* _Exercise passage_
==*==

In the case of Animal Welfare Board of India v. A.Nagaraja & Others (2014), the Court observed that there are ‘five freedoms’ given to animals. These include freedom from hunger and thirst; freedom from discomfort; freedom from pain, injury, and disease; freedom from fear and distress and freedom to express normal behaviour. Further, in the present case, the court held that bulls should not be used in any kind of races or bullfights and prohibited from practising events like Jallikattu which is a bull-taming sport. The Court recognised that Section 3 and Section 11 of Prevention of Cruelty to Animals read with Article 51- A(g) and (h) of the Constitution of India guarantees the right to live in a healthy and clean atmosphere and right to get protection from human beings against inflicting unnecessary pain or suffering. 

In another case of Karnail Singh and others v. State of Haryana (2019), the Punjab and Haryana High Court held that the entire animal kingdom of their respective states will be considered a legal personality and have a separate identity with corresponding rights, duties and liabilities of a legal person. All the citizens of the State were declared persons in loco parentis as the human face for the welfare/protection of animals. However, a similar petition was filed in the Supreme Court regarding recognition of the entire animal kingdom as a legal entity providing them all the rights to sue and be sued along with underlying duties. The Court served notice to the government and the case is still ongoing in the courts. 

In the case of Subhas Bhattacharjee v. State of Tripura (2019), the Tripura Court found the practice of offering a sacrifice of animals in temples of the state to be unconstitutional. The Court noted that according to Article 25 of the Constitution of India, religious practice can be restricted in light of other fundamental rights and on the grounds of violating public order, health or morality. The Court while upholding the fundamental rights of animals stated that sacrificing animals, in pursuant of religious practice, is against the norms of morality and is disturbing the mental peace of an individual. Further, as per Section 28 of the PCA Act, which secures any person from punishment due to killing an animal in accordance with religion or community, can only be applicable in the case of essential ceremonies only.

==*==

* _Material shown_

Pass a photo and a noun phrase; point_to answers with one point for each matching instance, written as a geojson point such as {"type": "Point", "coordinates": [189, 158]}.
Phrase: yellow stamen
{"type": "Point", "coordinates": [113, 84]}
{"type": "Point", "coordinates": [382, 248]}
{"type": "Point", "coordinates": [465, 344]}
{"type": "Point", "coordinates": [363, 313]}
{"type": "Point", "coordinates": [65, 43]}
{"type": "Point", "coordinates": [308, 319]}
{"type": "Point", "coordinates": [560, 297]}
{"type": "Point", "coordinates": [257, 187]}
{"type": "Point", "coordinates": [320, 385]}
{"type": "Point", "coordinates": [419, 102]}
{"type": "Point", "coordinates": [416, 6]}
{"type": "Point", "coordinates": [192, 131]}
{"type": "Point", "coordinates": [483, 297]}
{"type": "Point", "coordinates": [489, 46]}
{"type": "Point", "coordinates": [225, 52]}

==*==

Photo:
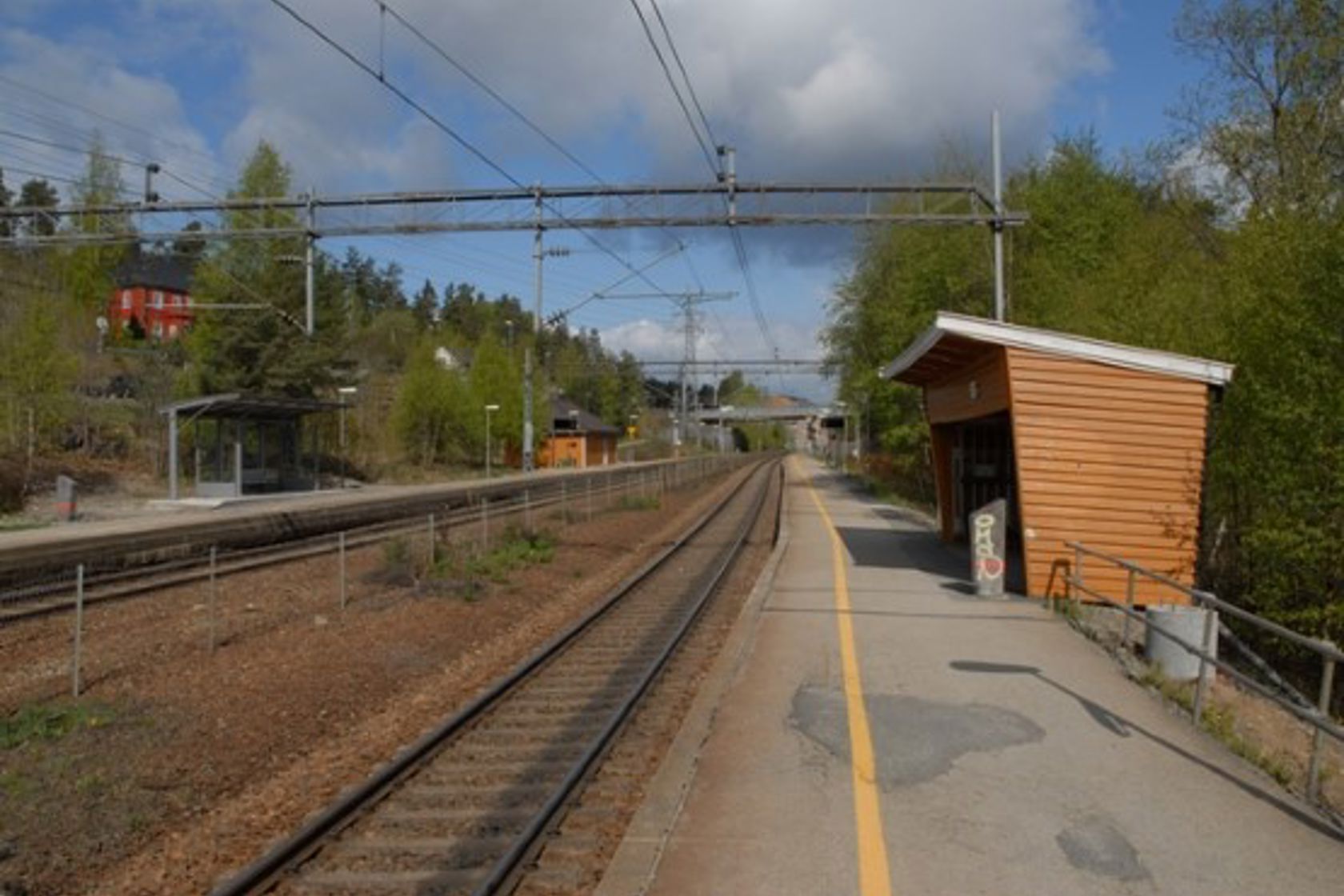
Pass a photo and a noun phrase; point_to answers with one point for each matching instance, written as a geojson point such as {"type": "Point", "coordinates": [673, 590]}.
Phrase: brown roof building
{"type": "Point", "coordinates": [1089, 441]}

==*==

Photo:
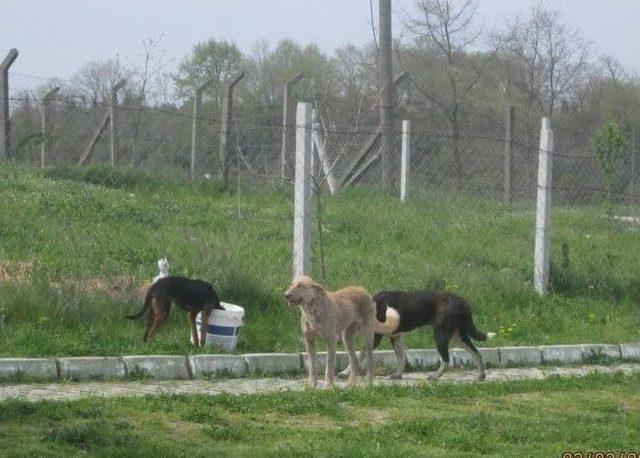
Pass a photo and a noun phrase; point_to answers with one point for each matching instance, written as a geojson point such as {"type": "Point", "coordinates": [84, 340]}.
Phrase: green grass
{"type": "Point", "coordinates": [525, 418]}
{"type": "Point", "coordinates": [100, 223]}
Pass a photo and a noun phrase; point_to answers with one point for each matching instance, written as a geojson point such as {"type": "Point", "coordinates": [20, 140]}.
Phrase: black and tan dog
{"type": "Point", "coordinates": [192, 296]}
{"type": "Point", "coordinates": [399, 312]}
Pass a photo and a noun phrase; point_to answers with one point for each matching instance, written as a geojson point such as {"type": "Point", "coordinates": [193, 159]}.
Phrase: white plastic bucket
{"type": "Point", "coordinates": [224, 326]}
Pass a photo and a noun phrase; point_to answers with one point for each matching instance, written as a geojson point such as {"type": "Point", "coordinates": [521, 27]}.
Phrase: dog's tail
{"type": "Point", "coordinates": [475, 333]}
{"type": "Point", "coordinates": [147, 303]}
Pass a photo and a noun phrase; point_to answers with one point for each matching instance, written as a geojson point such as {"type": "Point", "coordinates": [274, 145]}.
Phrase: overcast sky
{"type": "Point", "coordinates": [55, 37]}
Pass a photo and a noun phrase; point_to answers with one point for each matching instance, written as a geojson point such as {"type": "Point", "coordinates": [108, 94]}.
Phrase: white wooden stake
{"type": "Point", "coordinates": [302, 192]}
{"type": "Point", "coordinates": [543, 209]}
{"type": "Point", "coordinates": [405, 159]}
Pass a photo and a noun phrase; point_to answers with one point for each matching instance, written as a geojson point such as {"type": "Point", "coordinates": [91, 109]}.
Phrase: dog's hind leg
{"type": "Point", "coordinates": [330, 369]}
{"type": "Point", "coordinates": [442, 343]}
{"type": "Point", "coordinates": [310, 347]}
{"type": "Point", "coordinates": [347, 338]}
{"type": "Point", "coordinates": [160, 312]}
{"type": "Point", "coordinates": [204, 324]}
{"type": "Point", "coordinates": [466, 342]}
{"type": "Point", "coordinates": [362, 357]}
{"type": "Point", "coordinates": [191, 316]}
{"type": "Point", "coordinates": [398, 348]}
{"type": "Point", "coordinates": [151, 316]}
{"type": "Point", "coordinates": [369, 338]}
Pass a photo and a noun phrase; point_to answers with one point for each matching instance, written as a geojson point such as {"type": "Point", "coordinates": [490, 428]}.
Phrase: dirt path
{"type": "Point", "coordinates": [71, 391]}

==*==

* _Exercise details_
Echo the passage on Indian animal welfare rulings word for word, starting at "In the case of Animal" and ending at "pain or suffering.". The records were taken from a different source than the text.

* _Final answer_
In the case of Animal Welfare Board of India v. A.Nagaraja & Others (2014), the Court observed that there are ‘five freedoms’ given to animals. These include freedom from hunger and thirst; freedom from discomfort; freedom from pain, injury, and disease; freedom from fear and distress and freedom to express normal behaviour. Further, in the present case, the court held that bulls should not be used in any kind of races or bullfights and prohibited from practising events like Jallikattu which is a bull-taming sport. The Court recognised that Section 3 and Section 11 of Prevention of Cruelty to Animals read with Article 51- A(g) and (h) of the Constitution of India guarantees the right to live in a healthy and clean atmosphere and right to get protection from human beings against inflicting unnecessary pain or suffering.